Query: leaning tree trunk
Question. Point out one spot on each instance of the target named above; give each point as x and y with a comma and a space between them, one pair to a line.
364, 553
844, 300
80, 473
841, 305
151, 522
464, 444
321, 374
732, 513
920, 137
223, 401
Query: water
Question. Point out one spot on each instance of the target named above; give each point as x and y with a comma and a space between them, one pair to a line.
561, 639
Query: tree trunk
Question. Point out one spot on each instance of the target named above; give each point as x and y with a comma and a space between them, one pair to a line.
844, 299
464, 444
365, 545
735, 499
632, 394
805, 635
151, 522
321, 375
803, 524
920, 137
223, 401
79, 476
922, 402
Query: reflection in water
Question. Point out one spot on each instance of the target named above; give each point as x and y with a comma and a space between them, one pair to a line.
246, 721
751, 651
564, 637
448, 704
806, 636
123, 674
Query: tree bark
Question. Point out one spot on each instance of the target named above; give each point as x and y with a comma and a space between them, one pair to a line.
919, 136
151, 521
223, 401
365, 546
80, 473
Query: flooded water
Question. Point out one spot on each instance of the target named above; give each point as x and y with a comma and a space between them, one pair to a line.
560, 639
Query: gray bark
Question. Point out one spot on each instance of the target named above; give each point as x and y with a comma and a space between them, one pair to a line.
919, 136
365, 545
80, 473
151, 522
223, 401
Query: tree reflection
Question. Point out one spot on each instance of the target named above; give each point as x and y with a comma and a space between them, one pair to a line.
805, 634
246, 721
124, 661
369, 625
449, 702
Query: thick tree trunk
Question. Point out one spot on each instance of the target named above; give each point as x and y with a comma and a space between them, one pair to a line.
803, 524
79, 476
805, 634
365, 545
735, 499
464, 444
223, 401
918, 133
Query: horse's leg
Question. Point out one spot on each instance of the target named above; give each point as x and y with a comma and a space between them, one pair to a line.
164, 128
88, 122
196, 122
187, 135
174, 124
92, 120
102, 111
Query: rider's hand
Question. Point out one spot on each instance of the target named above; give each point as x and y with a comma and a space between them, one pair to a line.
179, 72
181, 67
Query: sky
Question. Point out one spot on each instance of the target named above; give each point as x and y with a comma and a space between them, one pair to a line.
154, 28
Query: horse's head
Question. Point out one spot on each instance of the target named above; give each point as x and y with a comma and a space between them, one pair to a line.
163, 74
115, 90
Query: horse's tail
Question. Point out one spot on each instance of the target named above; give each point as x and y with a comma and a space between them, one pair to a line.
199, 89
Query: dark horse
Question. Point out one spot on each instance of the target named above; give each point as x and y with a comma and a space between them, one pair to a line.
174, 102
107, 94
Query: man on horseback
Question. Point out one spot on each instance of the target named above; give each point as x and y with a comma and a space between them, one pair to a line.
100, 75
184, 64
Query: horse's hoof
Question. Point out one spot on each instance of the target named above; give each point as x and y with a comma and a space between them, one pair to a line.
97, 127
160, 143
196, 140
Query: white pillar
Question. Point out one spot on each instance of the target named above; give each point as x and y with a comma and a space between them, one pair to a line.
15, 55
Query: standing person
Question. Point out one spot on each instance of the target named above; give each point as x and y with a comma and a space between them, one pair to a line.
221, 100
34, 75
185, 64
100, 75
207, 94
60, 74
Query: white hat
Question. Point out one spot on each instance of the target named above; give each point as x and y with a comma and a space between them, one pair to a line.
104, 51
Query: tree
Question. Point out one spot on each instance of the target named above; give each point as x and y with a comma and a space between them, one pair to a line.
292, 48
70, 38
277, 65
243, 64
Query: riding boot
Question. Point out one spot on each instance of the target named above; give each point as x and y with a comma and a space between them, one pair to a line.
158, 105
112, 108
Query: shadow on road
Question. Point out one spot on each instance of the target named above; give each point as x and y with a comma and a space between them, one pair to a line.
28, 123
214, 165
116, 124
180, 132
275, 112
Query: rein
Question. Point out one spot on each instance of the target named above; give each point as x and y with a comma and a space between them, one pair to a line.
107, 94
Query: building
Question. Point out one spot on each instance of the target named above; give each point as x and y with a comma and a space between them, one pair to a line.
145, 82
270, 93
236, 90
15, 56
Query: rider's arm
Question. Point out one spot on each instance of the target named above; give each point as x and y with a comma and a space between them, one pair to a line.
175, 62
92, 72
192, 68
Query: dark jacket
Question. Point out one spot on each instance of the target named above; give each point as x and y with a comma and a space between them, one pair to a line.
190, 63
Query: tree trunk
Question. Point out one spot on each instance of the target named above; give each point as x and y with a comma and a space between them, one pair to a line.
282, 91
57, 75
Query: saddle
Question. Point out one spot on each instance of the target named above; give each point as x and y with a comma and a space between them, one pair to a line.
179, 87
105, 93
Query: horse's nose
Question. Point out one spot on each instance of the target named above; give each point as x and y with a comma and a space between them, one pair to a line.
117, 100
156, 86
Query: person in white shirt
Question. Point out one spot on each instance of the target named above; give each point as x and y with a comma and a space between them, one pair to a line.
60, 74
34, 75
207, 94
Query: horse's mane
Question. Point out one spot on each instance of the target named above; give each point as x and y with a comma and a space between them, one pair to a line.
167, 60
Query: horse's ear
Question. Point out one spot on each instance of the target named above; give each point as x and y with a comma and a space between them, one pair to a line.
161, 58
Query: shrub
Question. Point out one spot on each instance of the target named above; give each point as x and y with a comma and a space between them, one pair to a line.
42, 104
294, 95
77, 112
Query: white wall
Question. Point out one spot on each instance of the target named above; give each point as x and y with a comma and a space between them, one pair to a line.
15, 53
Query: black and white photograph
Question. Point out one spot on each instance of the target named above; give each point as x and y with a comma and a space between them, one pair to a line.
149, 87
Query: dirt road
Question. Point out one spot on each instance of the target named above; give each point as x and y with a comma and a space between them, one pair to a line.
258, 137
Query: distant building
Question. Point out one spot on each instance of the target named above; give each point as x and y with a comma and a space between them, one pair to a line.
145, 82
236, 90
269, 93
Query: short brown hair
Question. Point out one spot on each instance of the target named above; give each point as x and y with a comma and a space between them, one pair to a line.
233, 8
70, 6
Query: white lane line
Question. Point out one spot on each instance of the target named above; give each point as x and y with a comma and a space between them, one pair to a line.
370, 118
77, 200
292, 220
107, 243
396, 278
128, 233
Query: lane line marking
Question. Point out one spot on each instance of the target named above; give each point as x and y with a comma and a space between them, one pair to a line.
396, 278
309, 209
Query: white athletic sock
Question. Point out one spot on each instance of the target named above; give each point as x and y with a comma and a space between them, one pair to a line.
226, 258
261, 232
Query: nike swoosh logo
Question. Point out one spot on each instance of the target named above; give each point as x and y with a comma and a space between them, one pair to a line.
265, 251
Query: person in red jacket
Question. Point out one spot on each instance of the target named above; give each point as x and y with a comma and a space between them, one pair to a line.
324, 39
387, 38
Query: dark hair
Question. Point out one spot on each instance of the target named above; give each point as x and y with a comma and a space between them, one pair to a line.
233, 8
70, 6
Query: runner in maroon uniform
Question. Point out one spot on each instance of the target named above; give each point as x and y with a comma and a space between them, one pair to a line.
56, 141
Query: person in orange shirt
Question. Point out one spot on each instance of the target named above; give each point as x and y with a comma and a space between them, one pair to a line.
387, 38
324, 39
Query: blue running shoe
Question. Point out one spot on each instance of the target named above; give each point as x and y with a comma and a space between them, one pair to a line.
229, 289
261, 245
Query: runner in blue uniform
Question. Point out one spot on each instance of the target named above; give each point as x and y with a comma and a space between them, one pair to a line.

* * *

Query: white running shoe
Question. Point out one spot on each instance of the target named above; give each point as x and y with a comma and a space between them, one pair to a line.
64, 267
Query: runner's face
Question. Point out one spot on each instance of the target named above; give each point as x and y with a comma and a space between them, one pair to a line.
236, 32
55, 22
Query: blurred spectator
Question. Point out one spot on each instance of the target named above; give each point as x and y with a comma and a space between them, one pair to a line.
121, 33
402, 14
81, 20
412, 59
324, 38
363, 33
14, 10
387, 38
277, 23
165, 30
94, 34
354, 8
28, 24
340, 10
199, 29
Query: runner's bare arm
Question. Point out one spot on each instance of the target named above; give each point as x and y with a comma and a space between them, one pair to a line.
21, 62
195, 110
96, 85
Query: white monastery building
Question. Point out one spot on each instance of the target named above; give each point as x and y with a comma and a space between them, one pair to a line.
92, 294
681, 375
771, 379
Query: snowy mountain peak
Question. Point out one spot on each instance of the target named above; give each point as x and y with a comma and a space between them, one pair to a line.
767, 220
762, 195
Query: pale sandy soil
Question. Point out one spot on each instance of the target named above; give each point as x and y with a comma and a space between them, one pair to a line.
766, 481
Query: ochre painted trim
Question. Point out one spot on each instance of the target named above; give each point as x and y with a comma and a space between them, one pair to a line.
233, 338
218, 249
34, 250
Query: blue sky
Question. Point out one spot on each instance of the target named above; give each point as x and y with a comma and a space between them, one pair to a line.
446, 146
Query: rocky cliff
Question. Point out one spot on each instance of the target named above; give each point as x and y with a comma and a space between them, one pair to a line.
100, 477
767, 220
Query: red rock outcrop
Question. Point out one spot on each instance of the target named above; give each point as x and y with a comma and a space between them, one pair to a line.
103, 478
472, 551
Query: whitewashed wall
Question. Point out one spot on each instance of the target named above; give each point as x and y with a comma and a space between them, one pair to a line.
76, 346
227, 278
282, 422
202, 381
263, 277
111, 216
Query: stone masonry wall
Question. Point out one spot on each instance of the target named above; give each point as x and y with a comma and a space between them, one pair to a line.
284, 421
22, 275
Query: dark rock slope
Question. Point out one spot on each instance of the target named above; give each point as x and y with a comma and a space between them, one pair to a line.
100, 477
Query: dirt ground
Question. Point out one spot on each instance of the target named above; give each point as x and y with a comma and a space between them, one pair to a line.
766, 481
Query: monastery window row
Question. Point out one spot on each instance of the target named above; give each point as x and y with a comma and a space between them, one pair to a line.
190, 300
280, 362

- WHAT THE TASK ASKS: Return every line of the data above that contains the string "wall", treating uppercase and lowercase letters as different.

- EXERCISE SOLUTION:
Query: white wall
Query: whitewashed wall
Query: stone masonry wall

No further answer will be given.